→ **TESTO DA ANALIZZARE**
===============
Ue-Cina, Trump e Brexit. Parla Gideon Rachman
Gideon Rachman è il Chief Foreign Affairs columnist del Financial Times. Accetta di conversare con AffarInternazionali e Radio Radicale.
“Ursula von der Leyen, presidente della Commissione europea, afferma di voler guidare una Commissione geopolitica. Ma von der Leyen ha concluso il 2020 inviando un messaggio geopolitico davvero terribile, con la sua Commissione che concludeva un trattato sugli investimenti tra Ue e Cina“. Comincia così un suo recente editoriale sul Financial Times. Perché considera il messaggio della presidente così terribile?
“È terribile perché è arrivato alla fine di un anno in cui la Cina ha compiuto una serie di azioni aggressive. Firmando l’accordo l’Ue ha fatto capire, senza realmente volerlo, di non preoccuparsi molto di queste azioni. Per riassumere, nel corso dello scorso anno la Cina ha soppresso le libertà a Hong Kong, ha ucciso soldati delle truppe indiane, ha minacciato di invadere Taiwan, ha sanzionato l’Australia. Pechino ha inoltre adottato un comportamento piuttosto aggressivo verso le critiche mosse in seguito allo scoppio della pandemia di Covid-19, ad esempio opponendosi all’idea di un’indagine internazionale al riguardo, che finalmente sta prendendo il via. Hanno usato quella che loro stessi chiamano la wolf-warrior diplomacy, ovvero una risposta aggressiva. Credo che con la firma dell’accordo, l’Ue abbia inviato una sorta di rassicurazione alla Cina che non ci sarebbe stato nessun prezzo economico da pagare per questo.
===============
→ **ESERCIZI DA SVOLGERE**
- 1) Rispondi a queste domande sull'intervista a Gideon Rachman.
(a) Per quale giornale Gideon Rachman è Chief Foreign Affairs columnist?
(b) Che tipo di Commissione Ursula von der Leyen afferma di voler guidare?
(c) Con quale nome la Cina stessa chiama la risposta aggressiva che ha usato?
- 2) Prosegui l'intervista a Gideon Rachman partendo dopo l'ultima frase riportata.
Le righe del dataset non hanno alcun legame con l'intervista a Gideon Rachman.

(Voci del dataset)
===============
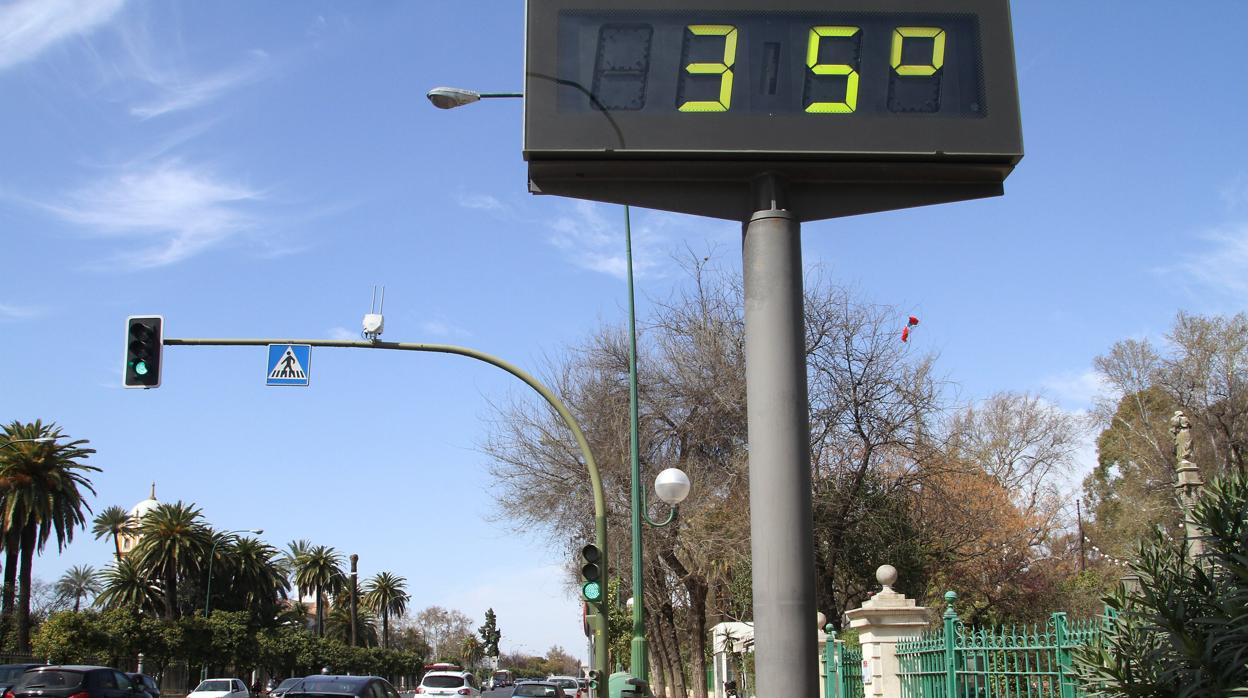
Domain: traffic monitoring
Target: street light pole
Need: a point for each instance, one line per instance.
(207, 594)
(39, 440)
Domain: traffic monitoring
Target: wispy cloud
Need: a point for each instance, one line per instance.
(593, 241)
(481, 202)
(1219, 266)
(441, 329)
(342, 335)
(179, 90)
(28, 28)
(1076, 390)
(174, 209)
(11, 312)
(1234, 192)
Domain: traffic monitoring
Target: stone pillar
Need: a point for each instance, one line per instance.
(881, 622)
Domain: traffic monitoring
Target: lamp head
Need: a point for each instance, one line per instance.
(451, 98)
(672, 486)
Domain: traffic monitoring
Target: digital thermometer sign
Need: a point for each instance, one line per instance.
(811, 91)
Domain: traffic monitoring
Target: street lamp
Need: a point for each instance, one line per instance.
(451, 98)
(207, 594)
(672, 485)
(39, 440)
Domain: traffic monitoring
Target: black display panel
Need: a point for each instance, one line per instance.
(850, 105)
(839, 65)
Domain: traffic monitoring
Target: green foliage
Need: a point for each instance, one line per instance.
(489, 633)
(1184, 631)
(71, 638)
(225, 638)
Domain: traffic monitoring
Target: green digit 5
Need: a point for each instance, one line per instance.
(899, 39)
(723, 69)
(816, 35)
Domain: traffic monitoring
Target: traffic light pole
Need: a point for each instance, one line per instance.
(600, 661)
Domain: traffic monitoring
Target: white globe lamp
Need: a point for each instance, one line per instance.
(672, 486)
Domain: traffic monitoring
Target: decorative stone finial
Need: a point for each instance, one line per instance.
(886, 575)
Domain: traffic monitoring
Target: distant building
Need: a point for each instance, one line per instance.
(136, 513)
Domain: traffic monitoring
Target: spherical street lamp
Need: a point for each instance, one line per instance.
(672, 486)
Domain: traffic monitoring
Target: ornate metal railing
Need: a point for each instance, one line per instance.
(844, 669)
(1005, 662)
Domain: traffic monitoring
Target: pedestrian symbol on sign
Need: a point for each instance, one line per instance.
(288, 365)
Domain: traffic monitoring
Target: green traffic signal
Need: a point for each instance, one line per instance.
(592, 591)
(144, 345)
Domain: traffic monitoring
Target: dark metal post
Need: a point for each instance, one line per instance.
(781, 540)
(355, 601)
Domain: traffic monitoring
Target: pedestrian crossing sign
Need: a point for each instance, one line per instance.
===============
→ **RISPOSTE AGLI ESERCIZI**
- 1)
(a) Per il Financial Times.
(b) Una Commissione geopolitica.
(c) La wolf-warrior diplomacy.

- 2)
In secondo luogo, credo che l’amministrazione Biden desideri ardentemente cooperare con l’Europa per quanto riguarda la questione Cina. Jake Sullivan, il consigliere per la sicurezza nazionale dell’amministrazione Biden, ha fatto appello all’Ue non tanto per scoraggiare la firma dell’accordo, ma per temporeggiare almeno finché avessero avuto la possibilità di discuterne con gli americani. Ma l’Ue è andata comunque dritta per la sua strada. Credo che questo fatto lanci un messaggio negativo sia a Washington che a Pechino, ovvero che sarà relativamente facile per la Cina dividere il mondo occidentale e che non ci sarà una risposta coordinata da parte di questi Paesi”.
Questo approccio con la Cina potrebbe creare problemi nei futuri rapporti dell’Europa con la nuova amministrazione Biden?
“Sicuramente. Credo che la principale preoccupazione dell’amministrazione Biden in termini di politica estera sarà la Cina; è la problematica maggiore degli Stati Uniti. Penso che una parte fondamentale dell’approccio degli uomini di Biden sia proprio una collaborazione con l’Europa. Per questo sono rimasti sorpresi e contrariati dalla velocità con cui l’Ue ha siglato questo accordo, prima ancora di discuterne con l’amministrazione Biden. Non credo che questo significhi che rinunceranno a collaborare con l’Europa; dopotutto ne hanno bisogno; come ho già detto, non ci sono altre opzioni.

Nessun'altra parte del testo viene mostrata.